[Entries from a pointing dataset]
## START

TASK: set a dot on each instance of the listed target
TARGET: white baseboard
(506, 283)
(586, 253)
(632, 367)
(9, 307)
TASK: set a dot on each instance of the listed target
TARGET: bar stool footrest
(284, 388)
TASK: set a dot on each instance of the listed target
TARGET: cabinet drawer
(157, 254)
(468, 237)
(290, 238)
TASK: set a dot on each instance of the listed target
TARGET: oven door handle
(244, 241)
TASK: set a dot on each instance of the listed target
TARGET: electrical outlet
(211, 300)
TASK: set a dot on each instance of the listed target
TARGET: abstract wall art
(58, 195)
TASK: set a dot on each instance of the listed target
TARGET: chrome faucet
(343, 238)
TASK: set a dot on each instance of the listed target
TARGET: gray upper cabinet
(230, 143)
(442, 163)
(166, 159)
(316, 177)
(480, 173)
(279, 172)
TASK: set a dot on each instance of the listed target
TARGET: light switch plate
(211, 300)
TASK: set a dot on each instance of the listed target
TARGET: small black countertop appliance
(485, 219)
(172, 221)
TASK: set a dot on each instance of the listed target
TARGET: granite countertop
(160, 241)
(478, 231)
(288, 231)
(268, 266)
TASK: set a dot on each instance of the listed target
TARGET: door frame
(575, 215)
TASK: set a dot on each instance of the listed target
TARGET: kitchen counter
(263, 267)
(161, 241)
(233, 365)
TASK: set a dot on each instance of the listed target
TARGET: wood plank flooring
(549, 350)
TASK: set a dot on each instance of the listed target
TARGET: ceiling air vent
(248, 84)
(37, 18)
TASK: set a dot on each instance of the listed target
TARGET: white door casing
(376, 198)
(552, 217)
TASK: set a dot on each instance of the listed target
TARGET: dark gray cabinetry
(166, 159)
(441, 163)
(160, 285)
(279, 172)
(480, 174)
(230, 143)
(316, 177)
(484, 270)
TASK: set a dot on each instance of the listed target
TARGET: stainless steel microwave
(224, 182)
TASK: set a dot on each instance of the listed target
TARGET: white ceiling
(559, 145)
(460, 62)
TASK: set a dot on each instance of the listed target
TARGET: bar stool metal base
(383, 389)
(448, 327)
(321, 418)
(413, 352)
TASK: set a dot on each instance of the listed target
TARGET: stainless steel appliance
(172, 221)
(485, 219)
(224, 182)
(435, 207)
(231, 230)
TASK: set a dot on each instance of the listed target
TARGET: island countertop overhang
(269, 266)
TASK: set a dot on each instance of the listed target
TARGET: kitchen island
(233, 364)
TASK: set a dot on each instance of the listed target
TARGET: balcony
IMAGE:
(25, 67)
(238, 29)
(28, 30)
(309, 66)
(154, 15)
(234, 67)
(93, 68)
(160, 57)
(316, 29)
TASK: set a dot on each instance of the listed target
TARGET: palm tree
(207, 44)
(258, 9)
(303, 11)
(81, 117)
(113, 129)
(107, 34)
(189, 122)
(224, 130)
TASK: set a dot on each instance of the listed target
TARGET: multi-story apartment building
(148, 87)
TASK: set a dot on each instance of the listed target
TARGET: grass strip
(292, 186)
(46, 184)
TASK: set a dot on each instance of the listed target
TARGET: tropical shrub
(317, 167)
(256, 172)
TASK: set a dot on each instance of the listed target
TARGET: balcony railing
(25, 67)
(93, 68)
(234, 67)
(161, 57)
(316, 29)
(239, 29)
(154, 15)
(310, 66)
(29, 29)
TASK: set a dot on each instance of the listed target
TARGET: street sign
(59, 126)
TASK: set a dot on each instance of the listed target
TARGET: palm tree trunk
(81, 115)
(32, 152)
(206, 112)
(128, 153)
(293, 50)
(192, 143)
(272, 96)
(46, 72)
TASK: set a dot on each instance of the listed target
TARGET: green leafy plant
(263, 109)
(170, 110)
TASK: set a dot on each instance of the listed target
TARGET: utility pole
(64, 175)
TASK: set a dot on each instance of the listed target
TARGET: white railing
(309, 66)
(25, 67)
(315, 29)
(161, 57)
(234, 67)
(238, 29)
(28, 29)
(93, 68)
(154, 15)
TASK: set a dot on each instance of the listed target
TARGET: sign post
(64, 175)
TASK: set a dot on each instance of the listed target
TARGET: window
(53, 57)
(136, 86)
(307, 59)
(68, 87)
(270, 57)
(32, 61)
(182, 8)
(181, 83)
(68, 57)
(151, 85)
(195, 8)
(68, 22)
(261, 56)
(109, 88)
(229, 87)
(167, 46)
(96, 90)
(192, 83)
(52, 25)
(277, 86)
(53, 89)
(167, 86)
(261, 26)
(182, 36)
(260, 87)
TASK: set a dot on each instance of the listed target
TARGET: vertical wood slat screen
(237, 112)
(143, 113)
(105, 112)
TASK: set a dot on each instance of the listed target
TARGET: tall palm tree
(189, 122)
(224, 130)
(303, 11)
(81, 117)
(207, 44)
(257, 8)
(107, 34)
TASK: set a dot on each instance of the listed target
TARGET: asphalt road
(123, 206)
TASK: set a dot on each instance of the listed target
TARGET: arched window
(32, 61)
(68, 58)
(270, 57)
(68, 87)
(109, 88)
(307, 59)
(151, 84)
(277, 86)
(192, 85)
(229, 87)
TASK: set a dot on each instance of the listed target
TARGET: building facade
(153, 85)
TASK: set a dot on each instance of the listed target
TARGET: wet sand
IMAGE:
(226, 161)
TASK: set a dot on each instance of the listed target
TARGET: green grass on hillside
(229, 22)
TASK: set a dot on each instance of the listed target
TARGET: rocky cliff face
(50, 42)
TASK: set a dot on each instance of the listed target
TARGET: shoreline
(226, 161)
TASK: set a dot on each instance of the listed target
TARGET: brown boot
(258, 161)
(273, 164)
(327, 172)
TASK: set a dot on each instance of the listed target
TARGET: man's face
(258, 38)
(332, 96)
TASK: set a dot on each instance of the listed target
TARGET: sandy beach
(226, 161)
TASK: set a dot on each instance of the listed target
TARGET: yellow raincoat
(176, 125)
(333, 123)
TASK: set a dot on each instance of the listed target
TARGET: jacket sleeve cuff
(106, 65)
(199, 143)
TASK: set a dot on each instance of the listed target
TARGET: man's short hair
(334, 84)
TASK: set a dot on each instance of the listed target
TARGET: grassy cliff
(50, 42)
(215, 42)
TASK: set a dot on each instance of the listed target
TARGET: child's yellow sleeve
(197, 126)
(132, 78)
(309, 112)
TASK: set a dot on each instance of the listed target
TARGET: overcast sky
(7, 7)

## END

WHAT TO WORK ON:
Restate all of the entries exactly, please.

RESPONSE TO THE TASK:
TASK: set a dot on each instance of the listed target
TARGET: white baseboard
(506, 283)
(586, 253)
(632, 367)
(9, 307)
TASK: set a dot on each instance of the listed target
TARGET: bar stool footrest
(284, 388)
TASK: set a dot on each instance of the listed target
TARGET: cabinet drawer
(157, 254)
(468, 237)
(290, 238)
TASK: set a dot on each instance of the listed target
TARGET: oven door handle
(244, 241)
TASK: set a dot on each instance of the listed target
TARGET: electrical outlet
(211, 300)
TASK: set a dot on each instance of the listed target
TARGET: abstract wall art
(58, 195)
TASK: set a dot on each instance of the listed target
TARGET: chrome faucet
(343, 238)
TASK: set a dot on each instance of the listed target
TARGET: gray upper cabinet
(230, 143)
(442, 163)
(166, 159)
(316, 177)
(480, 173)
(279, 172)
TASK: set a dot on each instance of the listed target
TARGET: light switch plate
(211, 300)
TASK: set a dot on each instance of the listed target
TARGET: small black countertop appliance
(485, 219)
(172, 221)
TASK: set a dot on each instance of the listed target
TARGET: granite countertop
(160, 241)
(478, 231)
(288, 231)
(268, 266)
TASK: set a dot on each instance of the listed target
TARGET: door frame
(575, 215)
TASK: set a dot on each instance of the listed target
TARGET: kitchen counter
(263, 267)
(161, 241)
(233, 365)
TASK: set a dot on each instance of the listed target
TARGET: wood plank flooring
(549, 350)
TASK: set a dot on each instance of the listed target
TARGET: ceiling air vent
(248, 84)
(37, 18)
TASK: set a dot on each instance of the listed target
TARGET: white door casing
(376, 198)
(552, 217)
TASK: set a dot on each instance of the listed target
TARGET: dark gray cabinetry
(166, 159)
(441, 163)
(160, 285)
(279, 172)
(480, 174)
(230, 143)
(316, 177)
(484, 270)
TASK: set a dot on each instance of the listed target
TARGET: stainless steel microwave
(224, 182)
TASK: set a dot on each instance of the listed target
TARGET: white ceiling
(559, 145)
(460, 62)
TASK: set a dot on each instance of the listed target
TARGET: bar stool metal base
(383, 389)
(448, 327)
(321, 418)
(413, 352)
TASK: set a dot on each instance of the listed target
TARGET: stainless steel appliance
(172, 221)
(485, 219)
(224, 182)
(435, 207)
(231, 230)
TASK: set a dot on each instance of the listed target
TARGET: island countertop overhang
(269, 266)
TASK: set a dot on each instance of the listed target
TARGET: kitchen island
(233, 364)
TASK: set a dot on each instance of the listed target
TARGET: balcony
IMAGE:
(25, 67)
(238, 29)
(28, 30)
(309, 66)
(154, 15)
(234, 67)
(93, 68)
(160, 57)
(316, 29)
TASK: set a dot on each instance of the listed target
TARGET: palm tree
(207, 44)
(258, 9)
(303, 11)
(81, 117)
(113, 129)
(107, 34)
(189, 122)
(224, 130)
TASK: set a dot on each instance of the listed target
TARGET: multi-story apartment building
(148, 87)
TASK: set a dot on each instance of the listed target
TARGET: grass strip
(292, 186)
(46, 184)
TASK: set a dot on each instance of the listed target
TARGET: tropical shrub
(317, 167)
(256, 172)
TASK: set a dot on each instance of the listed target
TARGET: balcony railing
(25, 67)
(93, 68)
(234, 67)
(161, 57)
(316, 29)
(239, 29)
(154, 15)
(310, 66)
(29, 29)
TASK: set a dot on each instance of the listed target
TARGET: street sign
(59, 126)
TASK: set a dot on each instance of the listed target
TARGET: palm tree trunk
(81, 115)
(32, 152)
(206, 112)
(128, 153)
(293, 50)
(192, 143)
(272, 96)
(46, 72)
TASK: set a dot on each instance of the listed target
TARGET: green leafy plant
(263, 109)
(170, 110)
TASK: set a dot on each instance of the listed target
TARGET: utility pole
(64, 175)
TASK: set a dot on each instance of the listed target
TARGET: white railing
(309, 66)
(25, 67)
(315, 29)
(161, 57)
(234, 67)
(238, 29)
(28, 29)
(93, 68)
(154, 15)
TASK: set a dot on each instance of the listed target
TARGET: sign post
(64, 175)
TASK: set a dot on each instance of the listed target
TARGET: window
(53, 57)
(136, 86)
(307, 59)
(68, 87)
(270, 57)
(32, 61)
(182, 8)
(181, 83)
(68, 57)
(151, 85)
(195, 8)
(68, 22)
(261, 56)
(109, 88)
(229, 87)
(167, 46)
(96, 90)
(192, 83)
(52, 25)
(277, 86)
(53, 89)
(167, 86)
(261, 26)
(182, 36)
(260, 87)
TASK: set a dot on each instance of the listed target
TARGET: vertical wood slat screen
(237, 112)
(143, 113)
(105, 112)
TASK: set a dot on each instance of the listed target
TARGET: tall palm tree
(189, 122)
(224, 130)
(303, 11)
(81, 117)
(207, 44)
(257, 8)
(107, 34)
TASK: set a dot on each instance of the listed target
TARGET: asphalt road
(123, 206)
TASK: set a dot on each instance of the listed target
TARGET: arched window
(32, 61)
(68, 58)
(270, 57)
(68, 87)
(109, 88)
(307, 59)
(151, 84)
(277, 86)
(192, 85)
(229, 87)
TASK: set a dot on each instance of the listed target
TARGET: building facade
(153, 85)
TASK: set a dot on each instance of the listed target
TARGET: wet sand
IMAGE:
(226, 161)
TASK: set a dot on each instance of the listed target
TARGET: green grass on hillside
(229, 22)
TASK: set a dot on each instance of the listed target
TARGET: rocky cliff face
(50, 42)
TASK: set a dot on each instance of the listed target
TARGET: shoreline
(226, 161)
TASK: set a dot on each instance of the listed target
TARGET: brown boot
(258, 161)
(273, 164)
(327, 172)
TASK: set a dot on each instance of the listed target
TARGET: man's face
(258, 38)
(332, 96)
TASK: set a dot on each instance of the listed target
TARGET: sandy beach
(226, 161)
TASK: set a dot on each instance of the listed target
TARGET: yellow raincoat
(176, 125)
(333, 123)
TASK: set a dot on each instance of the listed target
TARGET: jacket sleeve cuff
(106, 65)
(199, 143)
TASK: set a dot on each instance of the listed target
TARGET: man's short hair
(334, 84)
TASK: set a dot on each instance of the listed target
TARGET: grassy cliff
(50, 42)
(215, 42)
TASK: set a dot on each instance of the listed target
TARGET: child's yellow sleeve
(197, 126)
(132, 78)
(309, 112)
TASK: set a dot on each instance of the listed target
TARGET: overcast sky
(7, 7)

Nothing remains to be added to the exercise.